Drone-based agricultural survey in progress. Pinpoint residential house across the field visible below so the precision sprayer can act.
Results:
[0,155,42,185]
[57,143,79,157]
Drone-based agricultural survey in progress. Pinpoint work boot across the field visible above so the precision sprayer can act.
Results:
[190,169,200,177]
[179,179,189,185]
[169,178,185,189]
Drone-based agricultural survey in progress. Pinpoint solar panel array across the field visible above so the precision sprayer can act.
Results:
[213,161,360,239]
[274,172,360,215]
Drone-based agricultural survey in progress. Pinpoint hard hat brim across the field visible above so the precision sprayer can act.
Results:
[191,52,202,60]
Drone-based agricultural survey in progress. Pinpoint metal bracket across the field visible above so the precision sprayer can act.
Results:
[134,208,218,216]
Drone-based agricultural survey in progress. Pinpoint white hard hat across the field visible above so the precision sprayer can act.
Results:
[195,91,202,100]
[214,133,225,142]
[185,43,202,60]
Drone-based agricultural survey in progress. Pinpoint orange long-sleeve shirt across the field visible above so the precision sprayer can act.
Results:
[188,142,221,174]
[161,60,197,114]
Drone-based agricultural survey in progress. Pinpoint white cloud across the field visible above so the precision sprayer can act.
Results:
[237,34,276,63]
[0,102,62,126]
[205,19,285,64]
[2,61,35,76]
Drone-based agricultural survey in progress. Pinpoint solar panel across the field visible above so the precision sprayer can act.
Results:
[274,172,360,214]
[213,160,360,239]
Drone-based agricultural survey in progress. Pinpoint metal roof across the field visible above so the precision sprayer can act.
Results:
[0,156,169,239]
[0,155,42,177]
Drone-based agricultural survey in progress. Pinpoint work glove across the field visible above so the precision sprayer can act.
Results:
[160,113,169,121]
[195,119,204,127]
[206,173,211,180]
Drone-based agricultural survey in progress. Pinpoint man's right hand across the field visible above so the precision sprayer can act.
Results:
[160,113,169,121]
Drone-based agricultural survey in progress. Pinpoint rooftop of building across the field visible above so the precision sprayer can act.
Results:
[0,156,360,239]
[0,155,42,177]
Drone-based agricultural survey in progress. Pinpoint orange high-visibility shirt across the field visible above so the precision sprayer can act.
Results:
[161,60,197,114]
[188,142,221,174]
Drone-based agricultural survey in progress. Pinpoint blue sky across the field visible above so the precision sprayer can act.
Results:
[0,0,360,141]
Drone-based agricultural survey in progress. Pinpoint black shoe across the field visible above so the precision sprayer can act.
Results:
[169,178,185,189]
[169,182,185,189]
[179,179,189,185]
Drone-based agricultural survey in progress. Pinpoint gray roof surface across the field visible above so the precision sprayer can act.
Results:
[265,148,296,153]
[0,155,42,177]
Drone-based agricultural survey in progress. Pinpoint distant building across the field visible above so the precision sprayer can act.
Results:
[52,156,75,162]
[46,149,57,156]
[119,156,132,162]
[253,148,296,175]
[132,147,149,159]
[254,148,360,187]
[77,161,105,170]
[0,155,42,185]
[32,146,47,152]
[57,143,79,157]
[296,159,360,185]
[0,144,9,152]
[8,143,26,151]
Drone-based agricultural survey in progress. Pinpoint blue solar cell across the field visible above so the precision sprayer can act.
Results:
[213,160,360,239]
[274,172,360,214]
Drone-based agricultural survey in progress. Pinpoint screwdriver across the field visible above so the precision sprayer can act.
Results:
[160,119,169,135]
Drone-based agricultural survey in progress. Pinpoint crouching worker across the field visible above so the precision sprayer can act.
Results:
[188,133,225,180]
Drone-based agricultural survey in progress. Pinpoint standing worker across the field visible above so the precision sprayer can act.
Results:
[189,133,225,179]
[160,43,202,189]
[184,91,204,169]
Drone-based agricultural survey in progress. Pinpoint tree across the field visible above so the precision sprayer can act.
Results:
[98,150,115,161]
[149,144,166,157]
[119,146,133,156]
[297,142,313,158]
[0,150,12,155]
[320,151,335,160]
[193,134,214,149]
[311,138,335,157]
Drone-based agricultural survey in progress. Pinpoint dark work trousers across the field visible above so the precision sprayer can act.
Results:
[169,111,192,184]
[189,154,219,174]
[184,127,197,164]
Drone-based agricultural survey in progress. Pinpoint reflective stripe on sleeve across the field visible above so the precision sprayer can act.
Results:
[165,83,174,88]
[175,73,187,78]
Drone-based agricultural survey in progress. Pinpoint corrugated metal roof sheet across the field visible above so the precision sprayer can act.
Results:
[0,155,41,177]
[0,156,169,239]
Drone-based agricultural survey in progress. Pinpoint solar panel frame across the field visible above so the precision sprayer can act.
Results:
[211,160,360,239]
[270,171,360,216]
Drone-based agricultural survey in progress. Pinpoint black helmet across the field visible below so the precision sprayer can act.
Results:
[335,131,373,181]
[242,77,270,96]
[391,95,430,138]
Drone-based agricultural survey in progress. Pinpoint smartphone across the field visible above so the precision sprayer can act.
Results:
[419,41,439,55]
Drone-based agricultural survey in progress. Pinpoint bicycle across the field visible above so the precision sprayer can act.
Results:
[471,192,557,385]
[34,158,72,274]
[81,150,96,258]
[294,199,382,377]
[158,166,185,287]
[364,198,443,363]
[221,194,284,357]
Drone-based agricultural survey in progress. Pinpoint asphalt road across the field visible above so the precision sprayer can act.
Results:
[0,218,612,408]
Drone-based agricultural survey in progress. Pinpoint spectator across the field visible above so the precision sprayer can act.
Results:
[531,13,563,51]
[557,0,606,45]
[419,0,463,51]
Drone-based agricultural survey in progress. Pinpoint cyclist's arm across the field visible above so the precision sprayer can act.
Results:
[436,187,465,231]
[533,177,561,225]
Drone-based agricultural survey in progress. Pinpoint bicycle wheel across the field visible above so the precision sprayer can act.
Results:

* * * * *

**YOUR OBJECTIVE:** Swap "precision sprayer" for "crop sprayer" in the items, starting at the line with "Pinpoint black helmet" and running through the last of the items. Give back only those lines, with everything else left as it is.

**THE ANSWER:**
Drone-based agricultural survey in progress. Pinpoint black helmet across the field visible below so the crop sprayer can act.
Results:
[335,131,373,181]
[242,77,270,96]
[391,95,430,138]
Drone-based agricultural survey in progress. Pinpoint smartphone across the field visible above so the crop sprayer can act.
Results:
[419,41,439,55]
Drone-based agricultural survey in progress. Pinpoint bicycle across the field visible above so the crop sprayer can act.
Results:
[471,192,557,385]
[34,158,72,274]
[81,150,96,258]
[294,199,382,377]
[158,166,185,287]
[364,198,443,363]
[221,194,284,357]
Drone-based agricultural survey in progress. Pinpoint asphalt road across the field visible above so the crop sprayer can act.
Results:
[0,218,612,408]
Drone-based agricultural survey in progress. Pinpoint spectator across the field visible above so the crop sprayer can act.
Results:
[531,13,563,51]
[557,0,606,45]
[419,0,463,51]
Drone-based agricultural survey in progress. Pinpoint cyclist's arm across the field visible above so the crop sprayer can act.
Results:
[436,187,465,231]
[533,177,561,225]
Drone-based agricultural survey in progress. Pinpoint bicycle wheel across the field visible above so the crop sprayer can act.
Results:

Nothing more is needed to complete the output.